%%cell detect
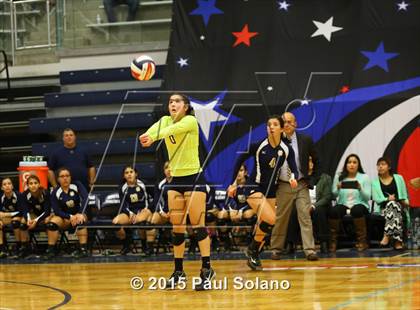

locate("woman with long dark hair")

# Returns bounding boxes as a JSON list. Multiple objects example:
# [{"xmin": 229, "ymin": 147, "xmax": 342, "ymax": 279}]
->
[
  {"xmin": 228, "ymin": 115, "xmax": 298, "ymax": 270},
  {"xmin": 329, "ymin": 154, "xmax": 371, "ymax": 253},
  {"xmin": 372, "ymin": 157, "xmax": 409, "ymax": 250},
  {"xmin": 139, "ymin": 93, "xmax": 216, "ymax": 290}
]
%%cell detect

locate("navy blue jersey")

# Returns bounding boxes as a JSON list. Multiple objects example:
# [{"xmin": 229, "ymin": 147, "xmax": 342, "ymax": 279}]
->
[
  {"xmin": 0, "ymin": 191, "xmax": 22, "ymax": 216},
  {"xmin": 22, "ymin": 189, "xmax": 51, "ymax": 222},
  {"xmin": 51, "ymin": 181, "xmax": 88, "ymax": 219},
  {"xmin": 48, "ymin": 146, "xmax": 94, "ymax": 188},
  {"xmin": 118, "ymin": 179, "xmax": 149, "ymax": 213},
  {"xmin": 226, "ymin": 185, "xmax": 248, "ymax": 211},
  {"xmin": 153, "ymin": 178, "xmax": 169, "ymax": 213},
  {"xmin": 233, "ymin": 138, "xmax": 298, "ymax": 187}
]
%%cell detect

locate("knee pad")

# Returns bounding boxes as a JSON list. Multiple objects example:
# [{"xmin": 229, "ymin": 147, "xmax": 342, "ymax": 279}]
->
[
  {"xmin": 12, "ymin": 221, "xmax": 20, "ymax": 229},
  {"xmin": 193, "ymin": 227, "xmax": 209, "ymax": 241},
  {"xmin": 246, "ymin": 214, "xmax": 257, "ymax": 226},
  {"xmin": 172, "ymin": 233, "xmax": 185, "ymax": 245},
  {"xmin": 259, "ymin": 221, "xmax": 273, "ymax": 234},
  {"xmin": 206, "ymin": 212, "xmax": 216, "ymax": 223},
  {"xmin": 45, "ymin": 222, "xmax": 58, "ymax": 231},
  {"xmin": 216, "ymin": 219, "xmax": 226, "ymax": 226}
]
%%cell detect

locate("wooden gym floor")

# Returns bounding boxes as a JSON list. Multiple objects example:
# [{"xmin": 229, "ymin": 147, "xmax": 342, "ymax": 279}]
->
[{"xmin": 0, "ymin": 251, "xmax": 420, "ymax": 310}]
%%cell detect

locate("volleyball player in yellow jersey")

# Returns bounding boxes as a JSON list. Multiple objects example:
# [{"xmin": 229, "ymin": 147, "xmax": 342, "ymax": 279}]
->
[{"xmin": 139, "ymin": 94, "xmax": 216, "ymax": 290}]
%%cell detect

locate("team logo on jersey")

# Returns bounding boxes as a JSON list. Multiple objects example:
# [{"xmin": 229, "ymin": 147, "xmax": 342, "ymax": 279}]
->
[
  {"xmin": 130, "ymin": 194, "xmax": 139, "ymax": 203},
  {"xmin": 268, "ymin": 157, "xmax": 276, "ymax": 168},
  {"xmin": 238, "ymin": 195, "xmax": 246, "ymax": 203}
]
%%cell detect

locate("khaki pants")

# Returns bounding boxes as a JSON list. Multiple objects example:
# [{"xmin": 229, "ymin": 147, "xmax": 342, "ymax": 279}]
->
[{"xmin": 271, "ymin": 182, "xmax": 315, "ymax": 256}]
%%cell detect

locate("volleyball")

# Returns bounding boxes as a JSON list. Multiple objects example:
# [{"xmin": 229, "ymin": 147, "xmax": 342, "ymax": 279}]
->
[{"xmin": 131, "ymin": 55, "xmax": 156, "ymax": 81}]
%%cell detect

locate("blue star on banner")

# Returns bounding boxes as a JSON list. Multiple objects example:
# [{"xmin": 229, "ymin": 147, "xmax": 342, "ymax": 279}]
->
[
  {"xmin": 397, "ymin": 1, "xmax": 410, "ymax": 11},
  {"xmin": 190, "ymin": 91, "xmax": 240, "ymax": 150},
  {"xmin": 190, "ymin": 0, "xmax": 223, "ymax": 26},
  {"xmin": 360, "ymin": 42, "xmax": 399, "ymax": 72},
  {"xmin": 176, "ymin": 57, "xmax": 189, "ymax": 68}
]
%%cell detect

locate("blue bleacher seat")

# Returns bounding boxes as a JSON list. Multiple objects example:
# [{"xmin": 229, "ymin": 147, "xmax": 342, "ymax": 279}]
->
[
  {"xmin": 44, "ymin": 88, "xmax": 160, "ymax": 108},
  {"xmin": 32, "ymin": 138, "xmax": 155, "ymax": 157},
  {"xmin": 29, "ymin": 112, "xmax": 155, "ymax": 134},
  {"xmin": 60, "ymin": 65, "xmax": 165, "ymax": 85}
]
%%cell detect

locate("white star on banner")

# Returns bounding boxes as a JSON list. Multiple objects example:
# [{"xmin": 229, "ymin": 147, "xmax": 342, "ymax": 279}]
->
[
  {"xmin": 311, "ymin": 16, "xmax": 343, "ymax": 42},
  {"xmin": 277, "ymin": 1, "xmax": 290, "ymax": 11},
  {"xmin": 397, "ymin": 1, "xmax": 410, "ymax": 11}
]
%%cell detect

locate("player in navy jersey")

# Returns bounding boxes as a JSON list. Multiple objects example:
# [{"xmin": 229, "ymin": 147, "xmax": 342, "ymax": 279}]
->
[
  {"xmin": 44, "ymin": 168, "xmax": 88, "ymax": 259},
  {"xmin": 0, "ymin": 178, "xmax": 22, "ymax": 258},
  {"xmin": 228, "ymin": 115, "xmax": 298, "ymax": 270},
  {"xmin": 112, "ymin": 166, "xmax": 152, "ymax": 255},
  {"xmin": 19, "ymin": 175, "xmax": 51, "ymax": 257}
]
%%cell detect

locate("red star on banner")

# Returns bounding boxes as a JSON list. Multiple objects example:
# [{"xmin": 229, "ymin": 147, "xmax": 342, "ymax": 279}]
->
[
  {"xmin": 340, "ymin": 85, "xmax": 350, "ymax": 94},
  {"xmin": 232, "ymin": 24, "xmax": 258, "ymax": 47}
]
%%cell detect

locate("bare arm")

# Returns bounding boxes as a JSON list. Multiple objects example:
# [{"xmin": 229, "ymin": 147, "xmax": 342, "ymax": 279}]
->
[{"xmin": 48, "ymin": 170, "xmax": 57, "ymax": 187}]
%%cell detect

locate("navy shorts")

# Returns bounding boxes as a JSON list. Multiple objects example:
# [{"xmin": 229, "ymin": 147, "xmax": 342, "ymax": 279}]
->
[
  {"xmin": 165, "ymin": 173, "xmax": 207, "ymax": 194},
  {"xmin": 241, "ymin": 182, "xmax": 277, "ymax": 198}
]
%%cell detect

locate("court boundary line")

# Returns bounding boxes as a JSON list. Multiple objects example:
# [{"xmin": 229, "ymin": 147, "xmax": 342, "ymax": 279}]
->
[
  {"xmin": 0, "ymin": 280, "xmax": 71, "ymax": 310},
  {"xmin": 329, "ymin": 276, "xmax": 420, "ymax": 310}
]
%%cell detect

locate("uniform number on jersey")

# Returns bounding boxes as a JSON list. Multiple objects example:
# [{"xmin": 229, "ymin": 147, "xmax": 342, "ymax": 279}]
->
[
  {"xmin": 130, "ymin": 194, "xmax": 139, "ymax": 203},
  {"xmin": 268, "ymin": 157, "xmax": 276, "ymax": 168}
]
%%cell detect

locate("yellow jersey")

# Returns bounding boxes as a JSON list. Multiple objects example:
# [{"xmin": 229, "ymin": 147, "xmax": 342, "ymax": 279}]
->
[{"xmin": 146, "ymin": 115, "xmax": 201, "ymax": 177}]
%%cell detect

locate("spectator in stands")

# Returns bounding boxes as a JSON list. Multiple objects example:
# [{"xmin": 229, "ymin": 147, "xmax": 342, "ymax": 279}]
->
[
  {"xmin": 0, "ymin": 178, "xmax": 27, "ymax": 258},
  {"xmin": 112, "ymin": 165, "xmax": 153, "ymax": 255},
  {"xmin": 20, "ymin": 175, "xmax": 51, "ymax": 257},
  {"xmin": 48, "ymin": 128, "xmax": 96, "ymax": 189},
  {"xmin": 329, "ymin": 154, "xmax": 371, "ymax": 253},
  {"xmin": 308, "ymin": 157, "xmax": 332, "ymax": 254},
  {"xmin": 372, "ymin": 157, "xmax": 409, "ymax": 250},
  {"xmin": 44, "ymin": 168, "xmax": 88, "ymax": 259},
  {"xmin": 104, "ymin": 0, "xmax": 140, "ymax": 23},
  {"xmin": 410, "ymin": 177, "xmax": 420, "ymax": 189}
]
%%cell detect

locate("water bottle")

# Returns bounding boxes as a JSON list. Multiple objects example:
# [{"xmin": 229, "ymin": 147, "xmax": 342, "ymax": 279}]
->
[
  {"xmin": 407, "ymin": 227, "xmax": 413, "ymax": 250},
  {"xmin": 413, "ymin": 217, "xmax": 420, "ymax": 250}
]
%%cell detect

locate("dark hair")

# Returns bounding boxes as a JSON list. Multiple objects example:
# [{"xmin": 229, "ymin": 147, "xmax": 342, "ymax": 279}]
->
[
  {"xmin": 338, "ymin": 153, "xmax": 365, "ymax": 181},
  {"xmin": 121, "ymin": 165, "xmax": 139, "ymax": 184},
  {"xmin": 26, "ymin": 174, "xmax": 44, "ymax": 196},
  {"xmin": 56, "ymin": 167, "xmax": 71, "ymax": 179},
  {"xmin": 376, "ymin": 156, "xmax": 394, "ymax": 175},
  {"xmin": 63, "ymin": 127, "xmax": 76, "ymax": 135},
  {"xmin": 169, "ymin": 93, "xmax": 194, "ymax": 115},
  {"xmin": 267, "ymin": 114, "xmax": 284, "ymax": 128},
  {"xmin": 0, "ymin": 177, "xmax": 13, "ymax": 186}
]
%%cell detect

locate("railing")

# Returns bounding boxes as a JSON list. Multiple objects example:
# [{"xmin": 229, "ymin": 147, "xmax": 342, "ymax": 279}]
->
[
  {"xmin": 0, "ymin": 50, "xmax": 13, "ymax": 101},
  {"xmin": 0, "ymin": 0, "xmax": 172, "ymax": 65}
]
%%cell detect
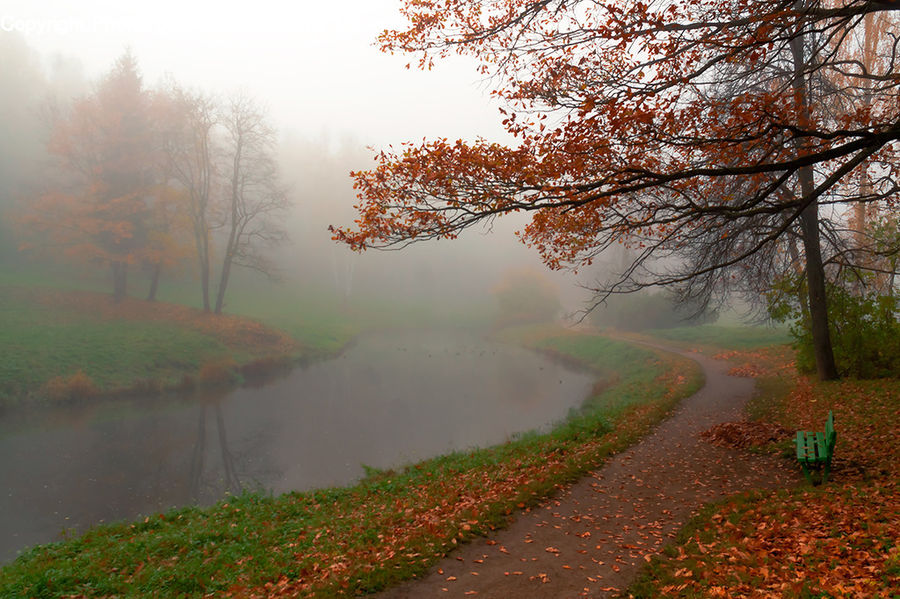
════════════════
**Required work**
Pull out every line above that contains the word "hair", and treat uppercase and lowercase as different.

**Answer for the task**
locate("woman with long dark hair")
locate("dark hair")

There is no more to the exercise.